# Requirements:
Rewrite the listing below with every "expected form" changed to "sample format" and nothing else altered. Omit the pictures from your answer.

** START **

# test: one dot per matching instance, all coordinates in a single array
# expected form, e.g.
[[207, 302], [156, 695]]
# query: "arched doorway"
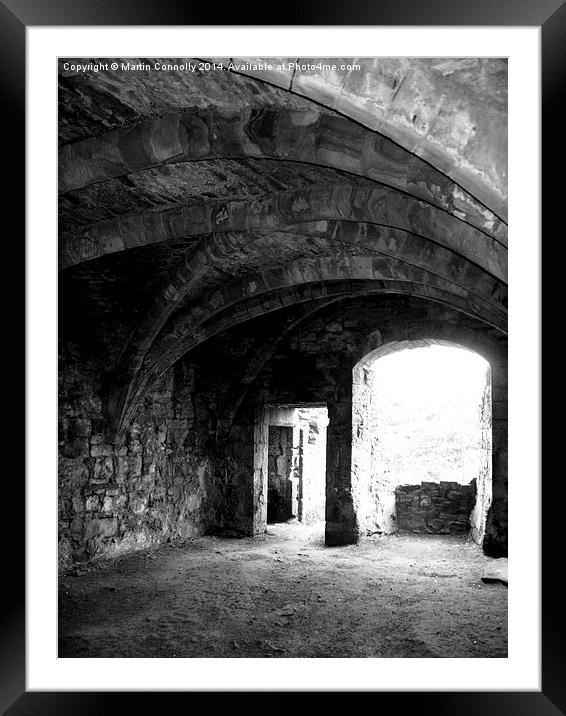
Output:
[[421, 439]]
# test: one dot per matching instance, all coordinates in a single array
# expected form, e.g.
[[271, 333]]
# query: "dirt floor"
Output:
[[285, 594]]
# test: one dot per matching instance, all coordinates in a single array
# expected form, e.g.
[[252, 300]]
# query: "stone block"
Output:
[[101, 450], [92, 503]]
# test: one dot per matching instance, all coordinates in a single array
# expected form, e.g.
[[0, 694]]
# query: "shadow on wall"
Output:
[[290, 465], [421, 442]]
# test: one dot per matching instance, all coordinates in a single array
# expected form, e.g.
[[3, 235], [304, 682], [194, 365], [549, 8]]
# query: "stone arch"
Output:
[[317, 279], [307, 136], [350, 525], [377, 512]]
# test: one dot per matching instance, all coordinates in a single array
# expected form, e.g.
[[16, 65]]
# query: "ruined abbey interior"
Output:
[[242, 243]]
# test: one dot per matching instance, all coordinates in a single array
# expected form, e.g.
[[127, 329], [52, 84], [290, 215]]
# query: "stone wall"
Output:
[[152, 487], [435, 508], [193, 460]]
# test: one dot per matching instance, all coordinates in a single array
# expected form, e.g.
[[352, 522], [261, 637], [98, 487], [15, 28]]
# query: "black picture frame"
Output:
[[15, 17]]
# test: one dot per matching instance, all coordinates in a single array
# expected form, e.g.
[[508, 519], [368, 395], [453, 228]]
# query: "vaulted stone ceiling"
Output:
[[193, 201]]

** END **

# Result for this task:
# test: one dot per matching instance, all coordinates in a single array
# sample format, e.g.
[[207, 302], [156, 695]]
# query: "arched doorway"
Output:
[[421, 439]]
# test: one dot per matching instance, all coordinates in a single array
# sample format, e.g.
[[271, 333]]
# query: "dirt floor"
Output:
[[285, 594]]
# test: one dot per matching instance, all coordinates in a single array
# sample format, e.g.
[[252, 300]]
# query: "stone block"
Output:
[[101, 450], [92, 503]]
# test: one dot per matching instance, all coordinates in a single array
# sample format, e.g.
[[0, 694]]
# query: "shadow on wall"
Output:
[[290, 465], [421, 442]]
# test: one dot per matching instance, all coordinates in a single array
# sample format, e.g.
[[3, 235], [304, 682], [194, 365], [549, 8]]
# query: "stone arch"
Output:
[[317, 279], [307, 136], [350, 525], [377, 512]]
# test: one dot per matching instance, all coordinates in a single array
# sample format, e.g.
[[16, 65]]
# query: "ruined abbey interior"
Output:
[[242, 243]]
# test: one dot per matching instance, all coordinates in a single array
# sample format, e.g.
[[127, 329], [52, 84], [290, 215]]
# query: "stone wall"
Output:
[[152, 487], [435, 508], [193, 460]]
# test: one dot per matching instance, all coordinates in a single array
# sample format, e.g.
[[352, 522], [261, 637], [98, 487], [15, 28]]
# query: "black picture frame"
Output:
[[15, 17]]
# test: one dot per matching instance, all coordinates in a single array
# sample format, e.g.
[[508, 519], [368, 395], [453, 228]]
# query: "vaulted stone ceiling"
Output:
[[193, 201]]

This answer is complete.